→ PROVIDED TEXT:
━━━━━━━━━━━━━━━━━━━━

Anyway, I used to be backing up an 80gb internal IDE drive to a second one, but now I have a 160gb drive in an external enclosure, so now I’m backing up both internals to the external via Firewire. The problem that can arise with an external hard drive (as I discovered the first time I tried this) is that if for some reason it is not mounted (power is off, cable is disconnected, firewire module is throwing a fit), just running rsync will copy the entire drive onto itself in a folder where the mount should be. At least until it’s completely full and the system dies. Which is what happened to me. So I wrote a Bash script to check if the drive is mounted, attempt to mount it if it’s not, and then either run rsync to backup or exit with an error.
#!/bin/bash
BACKUPHD='/external'
EXCLUDE='/home/michael/rsync.exclude'
backup() {
echo -e "Running rsync to backup to $BACKUPHD\n"

━━━━━━━━━━━━━━━━━━━━

→ PROMPT 1:
In the records, substitute "steep grassy bank" for "grassy slope" in the stretch from the line containing "form [319, 137]." through the end of the records. Give only that stretch again, with everything else left as it is.
The records that follow bear no relation to the text about backing up with rsync.

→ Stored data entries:
━━━━━━━━━━━━━━━━━━━━

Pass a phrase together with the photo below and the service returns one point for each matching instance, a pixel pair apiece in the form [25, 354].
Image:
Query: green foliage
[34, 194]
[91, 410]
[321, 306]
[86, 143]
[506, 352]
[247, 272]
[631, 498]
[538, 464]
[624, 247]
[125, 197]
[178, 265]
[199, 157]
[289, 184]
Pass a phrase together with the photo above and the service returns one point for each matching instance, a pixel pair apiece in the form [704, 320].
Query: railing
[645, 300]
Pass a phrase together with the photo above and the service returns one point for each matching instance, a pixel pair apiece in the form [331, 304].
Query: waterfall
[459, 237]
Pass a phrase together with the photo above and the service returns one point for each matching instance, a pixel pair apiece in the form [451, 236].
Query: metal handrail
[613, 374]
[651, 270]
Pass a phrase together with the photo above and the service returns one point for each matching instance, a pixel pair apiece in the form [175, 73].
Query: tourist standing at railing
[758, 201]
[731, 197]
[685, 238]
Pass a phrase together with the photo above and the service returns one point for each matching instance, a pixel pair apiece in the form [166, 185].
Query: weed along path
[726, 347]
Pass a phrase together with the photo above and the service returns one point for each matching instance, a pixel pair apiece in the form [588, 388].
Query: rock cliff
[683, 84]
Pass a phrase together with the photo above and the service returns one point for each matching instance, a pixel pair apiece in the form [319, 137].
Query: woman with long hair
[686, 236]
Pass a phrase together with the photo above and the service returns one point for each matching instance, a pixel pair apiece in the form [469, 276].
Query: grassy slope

━━━━━━━━━━━━━━━━━━━━

→ PROMPT 2:
Decide whether each statement agrees with the rsync backup text, answering yes or no and quoting the words that settle it: (a) The external drive holds 160gb. (b) The internal drives are backed up to the external one over USB. (c) The script sets BACKUPHD to '/external'.

→ COMPLETE RESPONSE 1:
Pass a phrase together with the photo above and the service returns one point for each matching instance, a pixel pair apiece in the form [319, 137].
Query: woman with long hair
[686, 236]
Pass a phrase together with the photo above and the service returns one point for each matching instance, a pixel pair apiece in the form [469, 276].
Query: steep grassy bank

→ COMPLETE RESPONSE 2:
(a) Yes: "now I have a 160gb drive in an external enclosure"
(b) No: "backing up both internals to the external via Firewire"
(c) Yes: "BACKUPHD='/external'"